TASK BRIEF: Count the lines in the items below that contain the string "green", and reply with only that number.

Stored items from a collection:
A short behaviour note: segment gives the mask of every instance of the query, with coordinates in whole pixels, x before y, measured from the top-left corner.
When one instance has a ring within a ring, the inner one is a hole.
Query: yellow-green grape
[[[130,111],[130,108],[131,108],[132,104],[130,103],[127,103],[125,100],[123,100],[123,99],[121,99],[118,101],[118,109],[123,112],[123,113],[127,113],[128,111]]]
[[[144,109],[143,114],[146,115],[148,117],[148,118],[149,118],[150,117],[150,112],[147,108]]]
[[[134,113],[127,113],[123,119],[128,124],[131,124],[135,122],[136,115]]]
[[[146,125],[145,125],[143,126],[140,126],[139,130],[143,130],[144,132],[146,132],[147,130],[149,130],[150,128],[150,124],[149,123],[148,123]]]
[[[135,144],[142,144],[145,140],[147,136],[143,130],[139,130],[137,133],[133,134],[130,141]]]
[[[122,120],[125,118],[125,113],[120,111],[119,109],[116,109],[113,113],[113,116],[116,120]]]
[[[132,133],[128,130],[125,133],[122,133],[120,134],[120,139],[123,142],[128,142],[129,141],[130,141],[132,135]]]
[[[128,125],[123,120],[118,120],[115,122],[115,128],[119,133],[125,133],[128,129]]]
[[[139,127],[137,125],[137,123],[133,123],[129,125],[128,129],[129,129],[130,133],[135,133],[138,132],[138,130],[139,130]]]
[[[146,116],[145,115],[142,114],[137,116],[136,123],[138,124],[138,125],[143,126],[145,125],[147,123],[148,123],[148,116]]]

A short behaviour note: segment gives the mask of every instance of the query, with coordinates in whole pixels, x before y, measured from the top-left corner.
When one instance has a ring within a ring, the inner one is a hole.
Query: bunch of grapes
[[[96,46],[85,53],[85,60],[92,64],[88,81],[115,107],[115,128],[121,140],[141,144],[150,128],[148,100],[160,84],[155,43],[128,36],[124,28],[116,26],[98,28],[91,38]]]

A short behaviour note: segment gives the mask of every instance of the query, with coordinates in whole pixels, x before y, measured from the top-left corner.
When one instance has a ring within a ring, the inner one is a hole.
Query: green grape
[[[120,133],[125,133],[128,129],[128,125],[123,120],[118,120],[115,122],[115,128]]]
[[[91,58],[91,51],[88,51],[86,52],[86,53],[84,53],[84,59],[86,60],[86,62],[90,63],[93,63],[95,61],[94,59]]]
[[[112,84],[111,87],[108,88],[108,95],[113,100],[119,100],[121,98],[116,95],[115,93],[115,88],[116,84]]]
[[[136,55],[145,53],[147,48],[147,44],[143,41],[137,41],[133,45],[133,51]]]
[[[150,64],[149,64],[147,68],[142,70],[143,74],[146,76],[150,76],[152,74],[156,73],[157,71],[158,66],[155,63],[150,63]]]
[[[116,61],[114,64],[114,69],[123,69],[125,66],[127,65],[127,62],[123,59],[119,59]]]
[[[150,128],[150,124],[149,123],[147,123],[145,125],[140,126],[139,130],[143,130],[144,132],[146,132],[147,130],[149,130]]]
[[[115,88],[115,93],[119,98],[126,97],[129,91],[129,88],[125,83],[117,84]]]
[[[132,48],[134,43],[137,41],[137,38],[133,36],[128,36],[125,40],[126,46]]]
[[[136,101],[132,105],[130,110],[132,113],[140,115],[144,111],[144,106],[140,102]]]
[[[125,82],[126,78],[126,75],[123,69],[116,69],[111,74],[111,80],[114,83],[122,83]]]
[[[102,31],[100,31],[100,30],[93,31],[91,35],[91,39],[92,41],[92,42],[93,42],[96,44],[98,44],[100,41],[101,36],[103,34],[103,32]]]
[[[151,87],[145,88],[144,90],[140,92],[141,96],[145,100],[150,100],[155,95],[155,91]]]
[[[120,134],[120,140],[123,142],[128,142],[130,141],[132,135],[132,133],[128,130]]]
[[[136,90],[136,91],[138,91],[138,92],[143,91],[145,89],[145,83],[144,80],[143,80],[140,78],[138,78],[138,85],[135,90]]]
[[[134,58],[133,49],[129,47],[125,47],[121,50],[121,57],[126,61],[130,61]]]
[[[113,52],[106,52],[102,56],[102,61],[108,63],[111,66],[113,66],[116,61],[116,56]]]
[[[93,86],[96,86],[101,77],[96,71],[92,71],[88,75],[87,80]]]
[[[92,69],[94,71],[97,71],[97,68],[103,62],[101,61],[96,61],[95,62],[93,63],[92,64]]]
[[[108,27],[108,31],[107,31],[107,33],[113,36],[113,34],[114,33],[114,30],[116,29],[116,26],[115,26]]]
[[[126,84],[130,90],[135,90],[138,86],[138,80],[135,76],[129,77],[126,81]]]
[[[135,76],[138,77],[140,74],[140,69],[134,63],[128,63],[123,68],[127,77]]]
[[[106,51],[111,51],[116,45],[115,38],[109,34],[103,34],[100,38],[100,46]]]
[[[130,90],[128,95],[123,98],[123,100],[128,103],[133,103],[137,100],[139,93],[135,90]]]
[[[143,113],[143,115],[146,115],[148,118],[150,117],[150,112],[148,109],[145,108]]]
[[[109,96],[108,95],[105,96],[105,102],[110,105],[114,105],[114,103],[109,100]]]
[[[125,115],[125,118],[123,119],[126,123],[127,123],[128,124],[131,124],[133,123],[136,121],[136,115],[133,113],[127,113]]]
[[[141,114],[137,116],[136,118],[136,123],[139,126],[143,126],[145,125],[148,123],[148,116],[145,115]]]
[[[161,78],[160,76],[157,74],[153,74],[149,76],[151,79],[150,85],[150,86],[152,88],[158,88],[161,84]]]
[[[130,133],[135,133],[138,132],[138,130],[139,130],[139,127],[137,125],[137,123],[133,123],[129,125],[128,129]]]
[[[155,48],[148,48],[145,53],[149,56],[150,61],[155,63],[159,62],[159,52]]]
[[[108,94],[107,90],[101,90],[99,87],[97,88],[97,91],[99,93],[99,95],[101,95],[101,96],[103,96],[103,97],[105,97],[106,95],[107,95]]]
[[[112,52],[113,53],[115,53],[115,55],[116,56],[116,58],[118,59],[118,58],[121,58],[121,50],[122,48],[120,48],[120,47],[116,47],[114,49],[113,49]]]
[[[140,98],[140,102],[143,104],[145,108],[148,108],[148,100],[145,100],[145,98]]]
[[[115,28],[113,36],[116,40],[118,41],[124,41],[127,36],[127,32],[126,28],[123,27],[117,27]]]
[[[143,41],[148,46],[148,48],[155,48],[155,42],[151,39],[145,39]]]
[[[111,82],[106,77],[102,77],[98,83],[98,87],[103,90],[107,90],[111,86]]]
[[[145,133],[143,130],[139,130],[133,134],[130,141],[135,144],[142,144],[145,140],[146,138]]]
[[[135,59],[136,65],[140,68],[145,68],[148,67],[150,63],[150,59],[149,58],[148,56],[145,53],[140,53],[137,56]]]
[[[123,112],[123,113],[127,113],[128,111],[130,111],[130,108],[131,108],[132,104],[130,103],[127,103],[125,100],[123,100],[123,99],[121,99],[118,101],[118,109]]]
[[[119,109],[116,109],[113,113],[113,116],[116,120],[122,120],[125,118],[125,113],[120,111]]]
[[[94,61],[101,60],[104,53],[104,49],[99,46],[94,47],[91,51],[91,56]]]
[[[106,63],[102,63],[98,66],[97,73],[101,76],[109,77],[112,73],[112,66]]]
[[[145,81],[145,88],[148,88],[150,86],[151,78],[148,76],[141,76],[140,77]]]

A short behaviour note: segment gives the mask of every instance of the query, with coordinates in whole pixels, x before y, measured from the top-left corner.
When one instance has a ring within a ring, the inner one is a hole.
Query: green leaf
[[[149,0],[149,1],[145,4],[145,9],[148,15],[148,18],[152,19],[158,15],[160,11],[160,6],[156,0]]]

EXERCISE SOLUTION: 3